### PROBLEM REQUIREMENTS:
Your response should consist solely of the lines from the one containing "In the photograph shown here, where does the green leaf" through the final line of the entries, repeated exactly.

[Saved entries]
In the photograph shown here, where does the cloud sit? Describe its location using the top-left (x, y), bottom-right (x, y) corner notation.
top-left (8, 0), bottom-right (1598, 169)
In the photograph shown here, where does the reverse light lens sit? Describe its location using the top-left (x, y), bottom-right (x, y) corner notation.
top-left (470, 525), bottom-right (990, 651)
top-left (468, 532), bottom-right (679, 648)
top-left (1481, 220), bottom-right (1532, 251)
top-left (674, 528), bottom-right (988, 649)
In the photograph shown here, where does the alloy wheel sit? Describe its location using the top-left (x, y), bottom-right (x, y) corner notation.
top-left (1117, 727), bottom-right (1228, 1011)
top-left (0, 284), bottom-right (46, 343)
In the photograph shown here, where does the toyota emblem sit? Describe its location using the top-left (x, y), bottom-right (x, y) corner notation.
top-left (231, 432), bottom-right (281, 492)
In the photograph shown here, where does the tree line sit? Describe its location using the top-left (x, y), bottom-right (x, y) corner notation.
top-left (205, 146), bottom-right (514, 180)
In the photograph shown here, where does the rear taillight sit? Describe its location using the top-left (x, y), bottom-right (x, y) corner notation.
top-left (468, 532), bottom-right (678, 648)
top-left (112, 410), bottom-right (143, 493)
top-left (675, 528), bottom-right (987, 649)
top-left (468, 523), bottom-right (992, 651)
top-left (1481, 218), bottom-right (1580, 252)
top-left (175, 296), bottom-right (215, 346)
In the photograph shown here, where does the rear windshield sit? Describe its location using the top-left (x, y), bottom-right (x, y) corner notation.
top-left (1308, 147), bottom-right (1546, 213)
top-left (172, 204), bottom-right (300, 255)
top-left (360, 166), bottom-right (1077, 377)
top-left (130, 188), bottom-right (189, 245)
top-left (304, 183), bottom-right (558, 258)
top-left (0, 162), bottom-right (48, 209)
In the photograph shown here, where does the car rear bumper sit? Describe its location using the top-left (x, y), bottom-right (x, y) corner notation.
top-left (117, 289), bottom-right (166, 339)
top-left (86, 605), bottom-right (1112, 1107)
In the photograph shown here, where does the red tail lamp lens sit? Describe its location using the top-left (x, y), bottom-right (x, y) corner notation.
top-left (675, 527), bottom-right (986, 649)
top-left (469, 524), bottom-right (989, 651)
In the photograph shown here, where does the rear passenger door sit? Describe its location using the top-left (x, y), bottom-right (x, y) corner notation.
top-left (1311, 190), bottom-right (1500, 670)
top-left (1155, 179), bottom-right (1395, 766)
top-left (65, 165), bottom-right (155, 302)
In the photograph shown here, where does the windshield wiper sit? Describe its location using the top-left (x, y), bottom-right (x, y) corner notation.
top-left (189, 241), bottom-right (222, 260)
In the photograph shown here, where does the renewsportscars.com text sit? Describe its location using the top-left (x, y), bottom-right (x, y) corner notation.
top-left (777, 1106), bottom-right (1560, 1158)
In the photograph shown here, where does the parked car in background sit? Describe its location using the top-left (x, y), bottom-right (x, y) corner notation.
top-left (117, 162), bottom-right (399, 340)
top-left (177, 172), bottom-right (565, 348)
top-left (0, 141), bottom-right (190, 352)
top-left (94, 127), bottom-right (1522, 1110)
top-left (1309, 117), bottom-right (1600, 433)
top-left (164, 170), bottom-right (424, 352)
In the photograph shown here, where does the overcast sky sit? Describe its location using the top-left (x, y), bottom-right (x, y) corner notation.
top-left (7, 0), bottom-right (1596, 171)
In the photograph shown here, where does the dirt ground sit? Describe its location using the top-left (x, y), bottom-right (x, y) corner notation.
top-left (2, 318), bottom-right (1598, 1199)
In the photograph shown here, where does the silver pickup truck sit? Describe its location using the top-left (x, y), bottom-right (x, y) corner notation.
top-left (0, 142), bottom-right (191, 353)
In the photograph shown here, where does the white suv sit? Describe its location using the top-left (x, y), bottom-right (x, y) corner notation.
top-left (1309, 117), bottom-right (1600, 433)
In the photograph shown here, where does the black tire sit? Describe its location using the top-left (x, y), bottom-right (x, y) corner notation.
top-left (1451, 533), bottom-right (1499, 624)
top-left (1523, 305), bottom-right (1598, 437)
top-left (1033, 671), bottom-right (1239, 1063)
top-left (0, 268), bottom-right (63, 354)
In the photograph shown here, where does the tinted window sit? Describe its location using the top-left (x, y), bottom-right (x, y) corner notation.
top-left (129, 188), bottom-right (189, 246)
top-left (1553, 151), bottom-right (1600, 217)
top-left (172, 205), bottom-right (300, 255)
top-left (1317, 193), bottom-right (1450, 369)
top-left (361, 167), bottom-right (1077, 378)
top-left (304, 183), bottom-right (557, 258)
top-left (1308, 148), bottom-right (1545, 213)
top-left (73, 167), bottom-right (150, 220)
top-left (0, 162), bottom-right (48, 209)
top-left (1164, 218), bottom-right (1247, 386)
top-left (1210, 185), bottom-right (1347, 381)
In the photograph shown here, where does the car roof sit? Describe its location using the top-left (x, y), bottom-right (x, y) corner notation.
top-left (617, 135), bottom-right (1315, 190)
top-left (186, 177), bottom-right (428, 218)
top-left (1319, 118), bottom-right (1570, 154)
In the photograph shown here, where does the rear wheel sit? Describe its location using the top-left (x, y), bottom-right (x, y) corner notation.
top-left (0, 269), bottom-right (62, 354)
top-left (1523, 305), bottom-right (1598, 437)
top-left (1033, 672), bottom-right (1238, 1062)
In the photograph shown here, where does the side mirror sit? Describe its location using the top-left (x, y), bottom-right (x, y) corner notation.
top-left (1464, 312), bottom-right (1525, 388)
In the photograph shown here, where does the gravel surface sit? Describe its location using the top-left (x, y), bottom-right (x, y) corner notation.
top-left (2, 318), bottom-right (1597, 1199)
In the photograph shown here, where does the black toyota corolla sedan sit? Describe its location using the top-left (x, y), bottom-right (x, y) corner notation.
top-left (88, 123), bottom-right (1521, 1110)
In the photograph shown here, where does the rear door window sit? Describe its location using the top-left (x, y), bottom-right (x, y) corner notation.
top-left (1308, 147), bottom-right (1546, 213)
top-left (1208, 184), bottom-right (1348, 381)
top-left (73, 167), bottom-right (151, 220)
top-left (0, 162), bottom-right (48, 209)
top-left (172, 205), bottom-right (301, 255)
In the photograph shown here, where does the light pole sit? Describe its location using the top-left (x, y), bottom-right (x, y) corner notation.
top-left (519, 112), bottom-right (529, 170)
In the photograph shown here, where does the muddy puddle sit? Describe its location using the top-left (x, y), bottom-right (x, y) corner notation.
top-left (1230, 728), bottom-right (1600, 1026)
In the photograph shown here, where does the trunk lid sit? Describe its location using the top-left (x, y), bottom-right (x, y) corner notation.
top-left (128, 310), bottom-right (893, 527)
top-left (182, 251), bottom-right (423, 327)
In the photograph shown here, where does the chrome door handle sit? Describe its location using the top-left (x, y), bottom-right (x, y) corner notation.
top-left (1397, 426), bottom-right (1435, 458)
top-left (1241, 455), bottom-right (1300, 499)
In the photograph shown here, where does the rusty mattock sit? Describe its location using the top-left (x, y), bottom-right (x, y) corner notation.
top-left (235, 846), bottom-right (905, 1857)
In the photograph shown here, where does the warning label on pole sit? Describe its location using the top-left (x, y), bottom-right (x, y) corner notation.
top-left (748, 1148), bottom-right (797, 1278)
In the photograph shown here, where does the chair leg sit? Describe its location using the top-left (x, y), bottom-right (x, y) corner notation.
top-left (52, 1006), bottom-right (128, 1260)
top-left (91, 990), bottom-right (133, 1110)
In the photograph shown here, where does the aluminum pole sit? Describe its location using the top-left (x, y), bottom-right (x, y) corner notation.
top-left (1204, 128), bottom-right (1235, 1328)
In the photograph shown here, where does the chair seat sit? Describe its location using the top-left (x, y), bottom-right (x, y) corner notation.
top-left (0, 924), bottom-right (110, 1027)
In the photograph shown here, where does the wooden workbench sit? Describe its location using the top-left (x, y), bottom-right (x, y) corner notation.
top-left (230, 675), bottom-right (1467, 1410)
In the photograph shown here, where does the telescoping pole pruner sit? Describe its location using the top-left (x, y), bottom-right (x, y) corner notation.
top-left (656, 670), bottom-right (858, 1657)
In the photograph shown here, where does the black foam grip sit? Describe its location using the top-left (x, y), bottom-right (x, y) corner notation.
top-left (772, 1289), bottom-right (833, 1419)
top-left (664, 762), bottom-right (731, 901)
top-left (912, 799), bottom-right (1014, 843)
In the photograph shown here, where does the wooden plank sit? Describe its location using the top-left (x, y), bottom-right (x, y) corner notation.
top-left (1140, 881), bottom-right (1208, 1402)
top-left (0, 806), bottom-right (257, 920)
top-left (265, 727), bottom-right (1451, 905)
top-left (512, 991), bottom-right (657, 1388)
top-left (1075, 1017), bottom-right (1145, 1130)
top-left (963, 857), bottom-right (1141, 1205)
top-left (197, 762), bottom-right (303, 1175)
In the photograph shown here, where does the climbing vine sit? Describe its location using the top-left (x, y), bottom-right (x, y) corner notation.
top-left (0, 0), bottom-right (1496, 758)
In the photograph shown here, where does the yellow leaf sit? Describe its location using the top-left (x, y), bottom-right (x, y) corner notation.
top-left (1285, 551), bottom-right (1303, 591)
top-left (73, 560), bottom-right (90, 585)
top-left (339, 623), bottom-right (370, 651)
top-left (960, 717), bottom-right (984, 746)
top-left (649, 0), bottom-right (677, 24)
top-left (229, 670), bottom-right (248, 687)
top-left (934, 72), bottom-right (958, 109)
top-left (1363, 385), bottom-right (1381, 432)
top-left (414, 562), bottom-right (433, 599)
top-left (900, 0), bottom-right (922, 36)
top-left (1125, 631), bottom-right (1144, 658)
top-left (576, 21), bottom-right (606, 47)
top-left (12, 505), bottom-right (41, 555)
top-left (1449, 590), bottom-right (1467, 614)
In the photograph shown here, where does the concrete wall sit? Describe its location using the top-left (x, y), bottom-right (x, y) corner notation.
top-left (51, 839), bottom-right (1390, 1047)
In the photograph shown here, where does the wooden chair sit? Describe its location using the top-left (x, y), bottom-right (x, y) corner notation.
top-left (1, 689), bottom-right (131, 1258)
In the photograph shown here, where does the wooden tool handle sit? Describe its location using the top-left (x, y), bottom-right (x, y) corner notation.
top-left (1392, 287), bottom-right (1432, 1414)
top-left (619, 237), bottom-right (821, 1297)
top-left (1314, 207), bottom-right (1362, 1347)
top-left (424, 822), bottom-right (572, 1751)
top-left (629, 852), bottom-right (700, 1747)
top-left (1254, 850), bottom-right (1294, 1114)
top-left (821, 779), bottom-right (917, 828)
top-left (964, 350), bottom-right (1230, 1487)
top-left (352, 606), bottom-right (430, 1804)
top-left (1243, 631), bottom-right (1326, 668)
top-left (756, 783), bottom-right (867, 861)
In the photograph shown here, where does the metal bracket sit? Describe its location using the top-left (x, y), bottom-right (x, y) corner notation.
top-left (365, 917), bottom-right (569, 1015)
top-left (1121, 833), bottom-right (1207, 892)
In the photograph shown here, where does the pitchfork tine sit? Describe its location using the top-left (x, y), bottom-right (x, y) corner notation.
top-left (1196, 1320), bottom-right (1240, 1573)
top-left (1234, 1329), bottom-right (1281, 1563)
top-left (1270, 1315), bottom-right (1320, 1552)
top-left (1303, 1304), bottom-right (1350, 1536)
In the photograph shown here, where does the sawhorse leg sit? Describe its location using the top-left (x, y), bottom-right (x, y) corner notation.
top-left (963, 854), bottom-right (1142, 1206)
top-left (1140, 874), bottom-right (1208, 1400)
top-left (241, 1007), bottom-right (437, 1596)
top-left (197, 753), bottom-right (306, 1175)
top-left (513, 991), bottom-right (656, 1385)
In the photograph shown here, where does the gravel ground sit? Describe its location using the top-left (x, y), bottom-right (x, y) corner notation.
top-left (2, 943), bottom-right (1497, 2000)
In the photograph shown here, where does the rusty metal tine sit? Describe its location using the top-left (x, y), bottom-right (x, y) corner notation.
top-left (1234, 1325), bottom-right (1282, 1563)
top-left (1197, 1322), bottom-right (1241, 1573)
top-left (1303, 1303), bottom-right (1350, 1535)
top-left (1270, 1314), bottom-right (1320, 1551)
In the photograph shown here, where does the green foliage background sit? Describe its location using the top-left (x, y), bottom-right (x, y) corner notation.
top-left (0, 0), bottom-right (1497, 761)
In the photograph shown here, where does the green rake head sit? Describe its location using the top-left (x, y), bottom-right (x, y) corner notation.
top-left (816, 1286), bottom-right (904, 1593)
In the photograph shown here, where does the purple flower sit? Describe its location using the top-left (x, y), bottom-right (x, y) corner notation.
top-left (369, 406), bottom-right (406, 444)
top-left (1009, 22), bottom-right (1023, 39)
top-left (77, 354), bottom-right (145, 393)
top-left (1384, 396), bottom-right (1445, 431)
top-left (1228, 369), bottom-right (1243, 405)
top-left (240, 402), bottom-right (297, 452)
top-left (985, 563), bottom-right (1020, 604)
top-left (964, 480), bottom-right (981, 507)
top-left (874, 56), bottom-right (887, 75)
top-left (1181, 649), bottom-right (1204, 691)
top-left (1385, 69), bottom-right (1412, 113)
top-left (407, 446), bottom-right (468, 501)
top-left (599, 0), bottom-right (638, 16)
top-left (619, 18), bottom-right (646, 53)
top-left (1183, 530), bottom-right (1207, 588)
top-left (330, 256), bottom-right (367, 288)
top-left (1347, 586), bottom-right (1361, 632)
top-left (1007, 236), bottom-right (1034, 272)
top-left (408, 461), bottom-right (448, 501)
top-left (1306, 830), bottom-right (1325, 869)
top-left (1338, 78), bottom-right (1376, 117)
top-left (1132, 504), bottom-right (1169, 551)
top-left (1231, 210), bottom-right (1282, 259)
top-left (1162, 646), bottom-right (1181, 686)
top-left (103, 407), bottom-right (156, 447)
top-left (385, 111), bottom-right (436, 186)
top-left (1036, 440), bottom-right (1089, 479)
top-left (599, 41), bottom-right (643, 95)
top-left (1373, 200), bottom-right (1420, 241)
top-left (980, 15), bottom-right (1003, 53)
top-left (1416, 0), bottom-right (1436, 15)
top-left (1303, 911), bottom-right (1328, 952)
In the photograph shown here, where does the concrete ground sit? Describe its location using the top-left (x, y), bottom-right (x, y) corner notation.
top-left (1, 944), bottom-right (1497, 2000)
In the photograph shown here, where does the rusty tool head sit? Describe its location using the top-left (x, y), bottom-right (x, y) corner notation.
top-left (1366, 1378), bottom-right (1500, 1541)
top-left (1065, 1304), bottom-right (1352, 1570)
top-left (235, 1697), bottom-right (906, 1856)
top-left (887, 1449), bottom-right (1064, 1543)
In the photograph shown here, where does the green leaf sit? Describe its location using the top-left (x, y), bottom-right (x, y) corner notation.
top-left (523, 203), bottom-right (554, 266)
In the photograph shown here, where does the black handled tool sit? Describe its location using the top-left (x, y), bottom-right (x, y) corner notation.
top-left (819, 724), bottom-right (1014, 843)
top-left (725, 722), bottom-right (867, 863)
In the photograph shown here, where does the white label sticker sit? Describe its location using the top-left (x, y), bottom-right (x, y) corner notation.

### ANSWER FOR THE TASK:
In the photograph shown here, where does the green leaf sit? Describe its location using the top-left (x, y), bottom-right (x, y) corner notation.
top-left (523, 203), bottom-right (554, 266)
In the photograph shown here, where does the black handled tool sit? Describe its location using the top-left (x, y), bottom-right (x, y) corner notation.
top-left (819, 724), bottom-right (1014, 843)
top-left (725, 722), bottom-right (867, 863)
In the photograph shown here, where does the white label sticker sit? Describe its location using the top-left (x, y), bottom-right (x, y) corner notation.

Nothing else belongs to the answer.